_Задание_: Воспроизведите полностью и без единого изменения приведенный ниже отрывок о еде в годы войны.

_Фрагмент текста_:
-=-=-=-=-

Кстати, о еде. С ней было очень сложно, ведь у нас в семье было десять ртов! Конечно, сад, огород и коза Мика были огромным подспорьем, но этого было очень мало, особенно в первый год войны, когда возможности натурального хозяйства в городе еще не умели даже использовать. Например, наш сад в сентябре уже не плодоносил, за исключением орехов. Позже маме и тете Гале иногда доставались объедки из столовой, но это бывало редко, так как хозяйственные немцы учитывали все и сами откармливали животных и, разумеется, не допускали никаких хищений. Хорошо помню, с каким чувством я смотрела на измазанного молочной кашей малыша Сережу. По рассказам моей ленинградской тетушки, я изрекла: «Когда у меня будут дети, они будут очень чистенькие». – «Что, будешь их часто купать?» – «Нет, я их буду облизывать». После этого жившая с нами беженка из Киева, художница по куклам тетя Женя Васильева, поддразнивала меня стишком: «И после варенья, и после конфеток / Я буду облизывать всех своих деток». Есть хотелось всегда, но, может, это я была такая обжорка? Тогда почему же наш Колечка, который всегда, в отличие от меня, подхватывал все детские инфекции, в этой печальной ситуации отпечатался моей памятью… с высунутым языком: «Ага-а! А я – больной, а я – больной!!»? Конечно, он радовался лишнему кусочку, тому, что семья сбивалась с ног, чтобы выменять ему, например, драгоценное яйцо, на которое я не могла не смотреть с вожделением. Мама потом рассказывала, как разрывалось ее сердце, когда она слышала мой рассудительный ответ брату: «Хоть ты и больной, а хвастываться нечего».

-=-=-=-=-

_Фрагмент материала_:
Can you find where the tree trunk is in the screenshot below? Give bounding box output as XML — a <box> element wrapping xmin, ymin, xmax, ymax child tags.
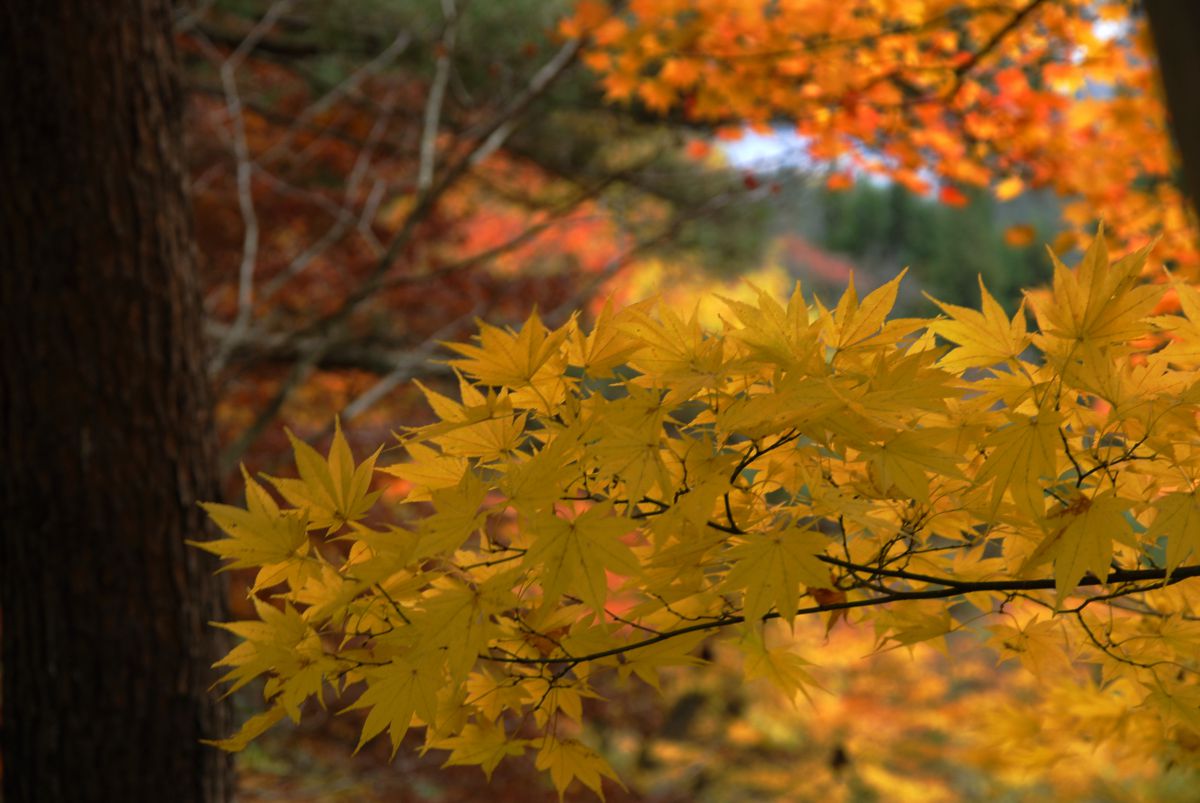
<box><xmin>1142</xmin><ymin>0</ymin><xmax>1200</xmax><ymax>217</ymax></box>
<box><xmin>0</xmin><ymin>0</ymin><xmax>230</xmax><ymax>803</ymax></box>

-=-=-=-=-

_Ответ_:
Кстати, о еде. С ней было очень сложно, ведь у нас в семье было десять ртов! Конечно, сад, огород и коза Мика были огромным подспорьем, но этого было очень мало, особенно в первый год войны, когда возможности натурального хозяйства в городе еще не умели даже использовать. Например, наш сад в сентябре уже не плодоносил, за исключением орехов. Позже маме и тете Гале иногда доставались объедки из столовой, но это бывало редко, так как хозяйственные немцы учитывали все и сами откармливали животных и, разумеется, не допускали никаких хищений. Хорошо помню, с каким чувством я смотрела на измазанного молочной кашей малыша Сережу. По рассказам моей ленинградской тетушки, я изрекла: «Когда у меня будут дети, они будут очень чистенькие». – «Что, будешь их часто купать?» – «Нет, я их буду облизывать». После этого жившая с нами беженка из Киева, художница по куклам тетя Женя Васильева, поддразнивала меня стишком: «И после варенья, и после конфеток / Я буду облизывать всех своих деток». Есть хотелось всегда, но, может, это я была такая обжорка? Тогда почему же наш Колечка, который всегда, в отличие от меня, подхватывал все детские инфекции, в этой печальной ситуации отпечатался моей памятью… с высунутым языком: «Ага-а! А я – больной, а я – больной!!»? Конечно, он радовался лишнему кусочку, тому, что семья сбивалась с ног, чтобы выменять ему, например, драгоценное яйцо, на которое я не могла не смотреть с вожделением. Мама потом рассказывала, как разрывалось ее сердце, когда она слышала мой рассудительный ответ брату: «Хоть ты и больной, а хвастываться нечего».